**** Excerpted passage ****

From kragen@dnaco.net Thu Sep 24 23:43:16 1998
Date: Thu, 24 Sep 1998 23:43:14 -0400 (EDT)
From: Kragen <kragen@dnaco.net>
X-Sender: kragen@pike
To: sittler@erim-int.com
Subject: standard deviation
Message-ID: <Pine.GSO.3.96.980924232011.16764L-100000@pike>
MIME-Version: 1.0
Content-Type: TEXT/PLAIN; charset=US-ASCII
X-Keywords:
X-UID: 2145
Status: RO
X-Status: 

Standard deviation of x is sqrt((sum(i from 1 to n) of (x[i] - average x)^2)/n).

That sum is, again:
sum(i from 1 to n) of (x[i] - average x)^2.

If we multiply out the stuff in the parens, we get:

sum(i from 1 to n) of (x[i]^2 - 2 * x[i] * average x + (average x)^2).

Since the sum distributes over addition, we get

sum(i from 1 to n) of x[i]^2 + sum (i from 1 to n) of -2 * x[i] * average x
	+ sum (i from 1 to n) of (average x)^2.

We can take the factors that are constant with regard to i out of these sums; 
we get

sum(i from 1 to n) of x[i]^2 - 2 * average x * sum (i from 1 to n) of x[i]
	+ (average x)^2 sum (i from 1 to n) of 1.

Now, sum (i from 1 to n) 1 is just n.  And "average x" really means
"(sum (i from 1 to n) of x[i])/n)".  So we get:


sum(i from 1 to n) of x[i]^2 
	- 2 * ((sum(i from 1 to n) of x[i])/n) * sum (i from 1 to n) x[i]
	+ ((sum(i from 1 to n) of x[i])/n)^2 * n.

So we distribute the squaring in the last term over the division, and 
rearrange the various factors in the last two terms, and we get

sum(i from 1 to n) of x[i]^2 
	- 2 * (sum(i from 1 to n) of x[i])^2/n
	+ (sum(i from 1 to n) of x[i])^2/n.

Lucky us -- the last two terms are fixed multiples of the same function
of the data.  So we can add them, which reduces the formula to:

sum(i from 1 to n) of x[i]^2 - (sum(i from 1 to n) of x[i])^2/n.

**** Data ****

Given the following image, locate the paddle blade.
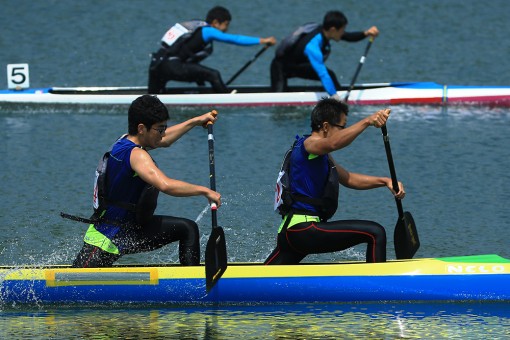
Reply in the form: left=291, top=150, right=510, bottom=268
left=393, top=211, right=420, bottom=260
left=205, top=227, right=227, bottom=292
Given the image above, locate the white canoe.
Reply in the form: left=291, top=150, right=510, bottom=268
left=0, top=82, right=510, bottom=107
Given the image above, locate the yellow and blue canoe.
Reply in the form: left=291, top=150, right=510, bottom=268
left=0, top=255, right=510, bottom=305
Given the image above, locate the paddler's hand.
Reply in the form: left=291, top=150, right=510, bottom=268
left=367, top=109, right=391, bottom=128
left=206, top=189, right=221, bottom=208
left=260, top=37, right=276, bottom=46
left=386, top=178, right=406, bottom=199
left=199, top=110, right=218, bottom=129
left=365, top=26, right=379, bottom=38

****

- [Objective]: In the email about standard deviation, what formula does the sum of squared deviations finally reduce to?

- [Finished task]: sum(i from 1 to n) of x[i]^2 - (sum(i from 1 to n) of x[i])^2/n